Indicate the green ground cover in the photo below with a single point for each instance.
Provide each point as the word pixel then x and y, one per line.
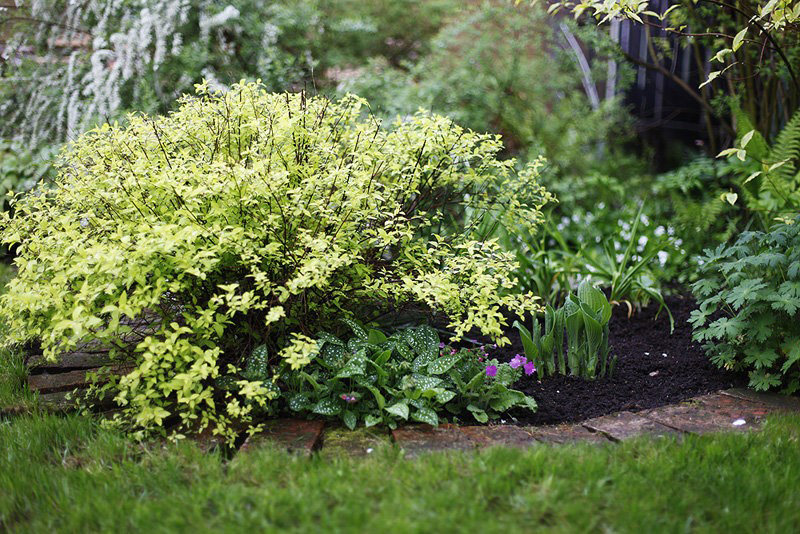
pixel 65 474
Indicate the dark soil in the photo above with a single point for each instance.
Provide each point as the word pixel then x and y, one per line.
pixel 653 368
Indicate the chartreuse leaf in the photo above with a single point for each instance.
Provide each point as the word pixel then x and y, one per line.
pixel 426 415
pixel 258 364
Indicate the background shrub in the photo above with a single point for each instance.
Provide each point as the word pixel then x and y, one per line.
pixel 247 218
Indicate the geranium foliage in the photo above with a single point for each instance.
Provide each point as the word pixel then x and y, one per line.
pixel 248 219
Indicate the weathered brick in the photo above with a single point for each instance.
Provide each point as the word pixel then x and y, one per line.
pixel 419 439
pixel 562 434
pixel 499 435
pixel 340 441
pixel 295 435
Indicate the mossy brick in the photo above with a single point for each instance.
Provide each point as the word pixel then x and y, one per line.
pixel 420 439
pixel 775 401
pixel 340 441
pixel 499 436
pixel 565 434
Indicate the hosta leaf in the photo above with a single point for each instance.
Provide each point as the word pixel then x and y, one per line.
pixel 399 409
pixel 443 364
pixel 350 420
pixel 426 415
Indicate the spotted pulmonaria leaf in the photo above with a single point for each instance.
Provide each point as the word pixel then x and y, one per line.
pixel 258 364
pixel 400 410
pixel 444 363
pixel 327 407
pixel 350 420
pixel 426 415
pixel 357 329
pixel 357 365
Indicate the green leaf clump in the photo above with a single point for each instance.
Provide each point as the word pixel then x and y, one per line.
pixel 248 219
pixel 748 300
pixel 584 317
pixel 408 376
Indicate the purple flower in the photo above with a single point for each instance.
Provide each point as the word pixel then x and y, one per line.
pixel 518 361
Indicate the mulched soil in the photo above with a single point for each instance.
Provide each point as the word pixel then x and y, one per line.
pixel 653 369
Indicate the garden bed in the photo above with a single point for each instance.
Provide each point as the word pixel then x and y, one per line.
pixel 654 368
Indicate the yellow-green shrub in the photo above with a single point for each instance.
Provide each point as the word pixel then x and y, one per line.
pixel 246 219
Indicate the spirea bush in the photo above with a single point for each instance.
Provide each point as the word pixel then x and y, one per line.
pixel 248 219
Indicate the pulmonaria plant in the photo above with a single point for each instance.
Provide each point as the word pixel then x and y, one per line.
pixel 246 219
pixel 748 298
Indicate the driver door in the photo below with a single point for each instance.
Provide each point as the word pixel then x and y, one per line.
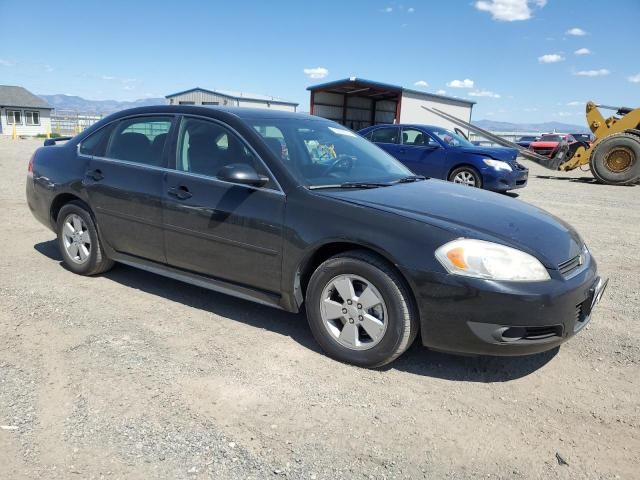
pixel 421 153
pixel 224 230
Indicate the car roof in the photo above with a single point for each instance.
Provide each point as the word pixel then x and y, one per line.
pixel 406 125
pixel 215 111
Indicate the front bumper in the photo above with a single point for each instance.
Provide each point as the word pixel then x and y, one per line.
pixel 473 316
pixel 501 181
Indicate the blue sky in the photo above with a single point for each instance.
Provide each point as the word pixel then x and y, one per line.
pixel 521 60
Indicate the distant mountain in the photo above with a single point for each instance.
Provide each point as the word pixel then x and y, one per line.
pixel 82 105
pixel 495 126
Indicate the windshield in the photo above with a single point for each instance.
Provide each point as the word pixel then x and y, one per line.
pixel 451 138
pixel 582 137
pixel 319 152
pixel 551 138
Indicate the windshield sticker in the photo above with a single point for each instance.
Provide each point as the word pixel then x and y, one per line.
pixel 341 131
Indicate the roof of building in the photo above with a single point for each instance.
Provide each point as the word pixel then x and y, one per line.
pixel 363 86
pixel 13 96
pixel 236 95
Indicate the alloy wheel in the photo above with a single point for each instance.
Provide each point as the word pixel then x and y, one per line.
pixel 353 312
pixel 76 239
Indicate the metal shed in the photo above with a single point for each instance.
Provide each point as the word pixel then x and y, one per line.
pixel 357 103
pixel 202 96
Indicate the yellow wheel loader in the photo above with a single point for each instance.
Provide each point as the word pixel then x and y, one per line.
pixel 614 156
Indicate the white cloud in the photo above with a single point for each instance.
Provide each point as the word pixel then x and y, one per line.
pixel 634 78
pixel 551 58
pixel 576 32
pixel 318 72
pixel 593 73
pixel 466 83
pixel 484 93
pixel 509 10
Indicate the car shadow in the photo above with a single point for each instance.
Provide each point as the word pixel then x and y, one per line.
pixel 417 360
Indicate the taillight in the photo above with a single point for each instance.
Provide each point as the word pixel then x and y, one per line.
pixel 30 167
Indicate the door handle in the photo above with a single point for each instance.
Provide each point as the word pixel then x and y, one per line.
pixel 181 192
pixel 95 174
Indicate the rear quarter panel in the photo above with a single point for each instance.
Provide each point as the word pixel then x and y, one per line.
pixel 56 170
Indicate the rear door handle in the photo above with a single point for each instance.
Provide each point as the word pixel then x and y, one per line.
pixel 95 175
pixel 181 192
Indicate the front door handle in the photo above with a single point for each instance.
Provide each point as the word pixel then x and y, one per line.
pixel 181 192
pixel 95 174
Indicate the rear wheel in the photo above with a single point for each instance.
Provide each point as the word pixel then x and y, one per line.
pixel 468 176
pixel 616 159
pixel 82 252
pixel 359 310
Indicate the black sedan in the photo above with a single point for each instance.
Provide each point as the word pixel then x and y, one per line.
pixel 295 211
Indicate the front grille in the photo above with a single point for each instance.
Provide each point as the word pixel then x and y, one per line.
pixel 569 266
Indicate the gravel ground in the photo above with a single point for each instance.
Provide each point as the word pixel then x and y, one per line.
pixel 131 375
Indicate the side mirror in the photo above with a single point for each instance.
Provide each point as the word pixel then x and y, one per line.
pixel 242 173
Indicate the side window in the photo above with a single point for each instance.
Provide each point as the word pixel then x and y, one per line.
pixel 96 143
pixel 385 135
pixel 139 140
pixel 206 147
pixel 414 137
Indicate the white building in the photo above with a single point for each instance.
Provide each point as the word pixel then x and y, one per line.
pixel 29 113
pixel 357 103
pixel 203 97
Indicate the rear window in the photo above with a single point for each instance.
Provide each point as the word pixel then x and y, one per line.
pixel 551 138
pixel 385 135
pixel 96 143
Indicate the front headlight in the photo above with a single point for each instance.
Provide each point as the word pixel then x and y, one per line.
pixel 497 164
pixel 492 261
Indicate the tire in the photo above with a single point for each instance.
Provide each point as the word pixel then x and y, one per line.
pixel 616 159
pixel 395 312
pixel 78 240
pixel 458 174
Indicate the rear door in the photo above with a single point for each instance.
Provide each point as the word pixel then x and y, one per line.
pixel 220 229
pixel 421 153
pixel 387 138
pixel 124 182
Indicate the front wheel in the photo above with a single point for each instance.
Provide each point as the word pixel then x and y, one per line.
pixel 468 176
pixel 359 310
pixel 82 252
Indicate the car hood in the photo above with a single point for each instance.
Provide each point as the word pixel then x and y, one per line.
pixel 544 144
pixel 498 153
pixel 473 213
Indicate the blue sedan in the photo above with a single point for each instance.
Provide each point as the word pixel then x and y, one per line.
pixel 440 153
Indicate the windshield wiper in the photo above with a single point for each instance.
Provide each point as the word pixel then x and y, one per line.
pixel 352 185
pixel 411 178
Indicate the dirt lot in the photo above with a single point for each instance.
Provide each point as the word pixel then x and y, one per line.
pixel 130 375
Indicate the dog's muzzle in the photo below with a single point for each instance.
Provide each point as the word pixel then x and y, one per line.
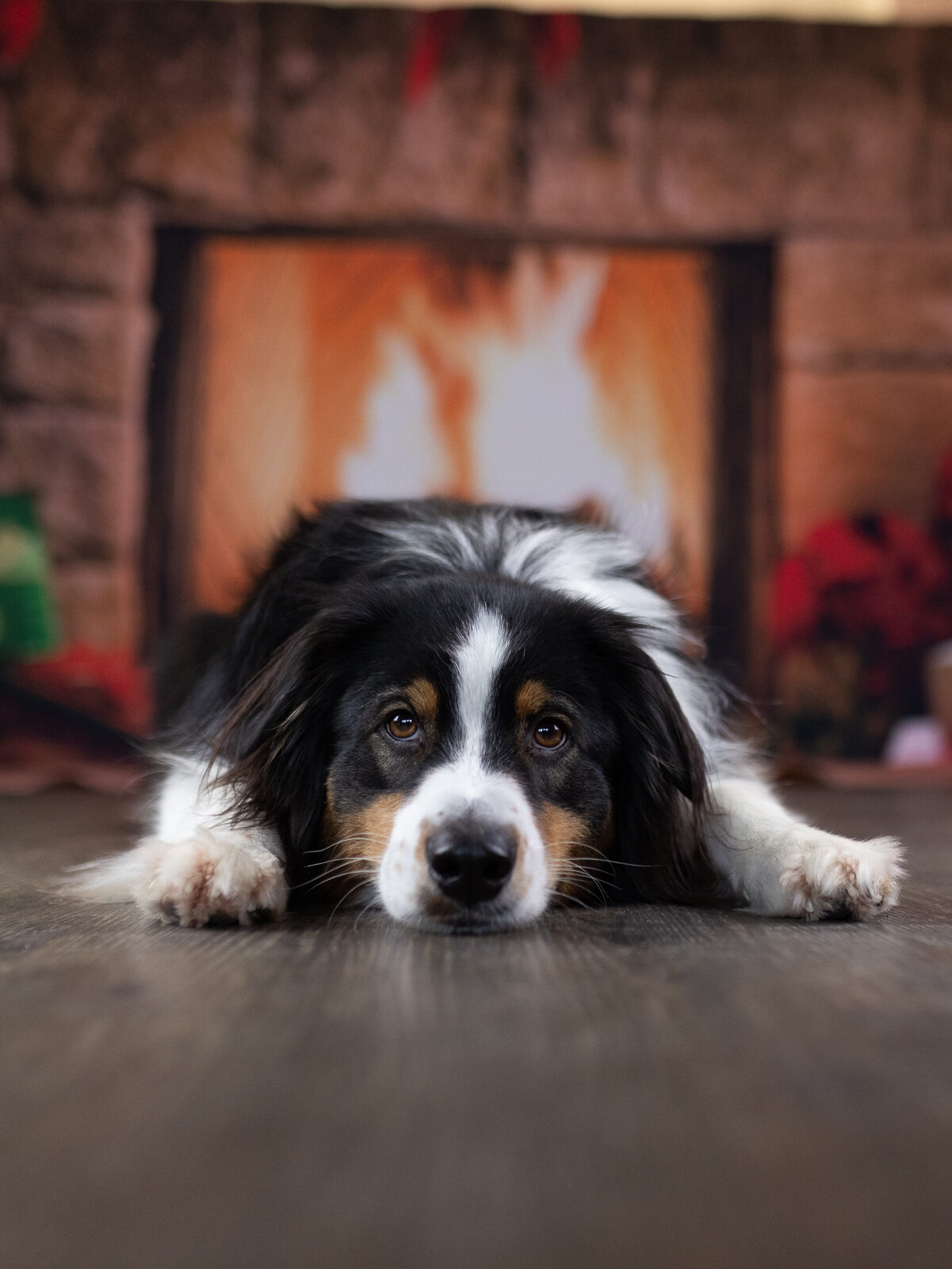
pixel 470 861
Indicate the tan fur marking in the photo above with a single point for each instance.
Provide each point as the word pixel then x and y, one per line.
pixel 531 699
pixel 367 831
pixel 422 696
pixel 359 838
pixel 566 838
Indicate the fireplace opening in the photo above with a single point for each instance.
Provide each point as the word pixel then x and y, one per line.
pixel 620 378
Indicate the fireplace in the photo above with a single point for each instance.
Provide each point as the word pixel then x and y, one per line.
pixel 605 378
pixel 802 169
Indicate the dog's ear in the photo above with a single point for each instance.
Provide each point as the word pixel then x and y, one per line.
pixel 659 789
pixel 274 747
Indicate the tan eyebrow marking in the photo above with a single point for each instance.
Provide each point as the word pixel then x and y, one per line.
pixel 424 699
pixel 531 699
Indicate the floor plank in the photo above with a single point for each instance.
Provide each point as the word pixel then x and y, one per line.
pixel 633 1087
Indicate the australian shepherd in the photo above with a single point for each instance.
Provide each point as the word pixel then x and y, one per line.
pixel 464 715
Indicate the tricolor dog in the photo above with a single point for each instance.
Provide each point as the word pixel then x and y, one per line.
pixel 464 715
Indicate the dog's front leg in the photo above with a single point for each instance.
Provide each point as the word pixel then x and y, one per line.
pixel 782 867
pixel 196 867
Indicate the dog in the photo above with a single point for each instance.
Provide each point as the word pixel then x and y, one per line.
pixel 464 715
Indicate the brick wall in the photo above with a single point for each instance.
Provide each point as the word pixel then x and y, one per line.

What the exercise asks: Make an exact copy of the lines of the records from the line containing "Indicate the dog's muzzle" through the final line, both ends included, but not of the pictures.

Correct result:
Indicate the dog's muzzle in the photo below with a single point for each instance.
Provide each point as the word pixel then x and y, one per line.
pixel 470 861
Indicate the tan fur marking in the photo above with a single point for each instance.
Provide each point as the word pixel then x and y, one per line.
pixel 531 699
pixel 367 831
pixel 422 696
pixel 359 838
pixel 566 838
Indicate the fireplace opening in the photo above with a single point for each instance.
Provide each point as the word pixel then x and y, one per line.
pixel 620 378
Indicate the fireplace in the photo above with a single point for each instance.
Provide each point as the word pixel then x and y, one per line.
pixel 605 378
pixel 802 169
Indicate the dog's ear in the photo above with a single point for each instance.
Provide each point as the word pixel then x and y, one per line.
pixel 659 789
pixel 274 747
Indicate the tan eyebrow marking in the photo above with a single point for each instance.
Provide each point as the word pixel then x and y, one per line.
pixel 424 699
pixel 531 699
Indicate the floor plank in the photo above with a single point for each instance.
Provide each point as the word pixel then x and y, one per line.
pixel 633 1087
Indicate the australian shepherd in the photo above with a single point for each instance.
Provide each point as the word pixel then x and y, one per line.
pixel 464 715
Indicate the tricolor dog in the photo above with a single point for each instance.
Provide each point as the word pixel then x and y, one per line.
pixel 464 715
Indicate the dog's front leg in the photo above with a single point for each instance.
Provide each point as the word pixel then x and y, one per line.
pixel 782 867
pixel 196 867
Indicate the dog in the photo above with a single point for each instance.
Provide each point as the word pixel then x and y, one per line.
pixel 464 715
Indicate the brick wall in the photo above with a single point for each instance.
Provide each point as the word pixel then x and y, one per line.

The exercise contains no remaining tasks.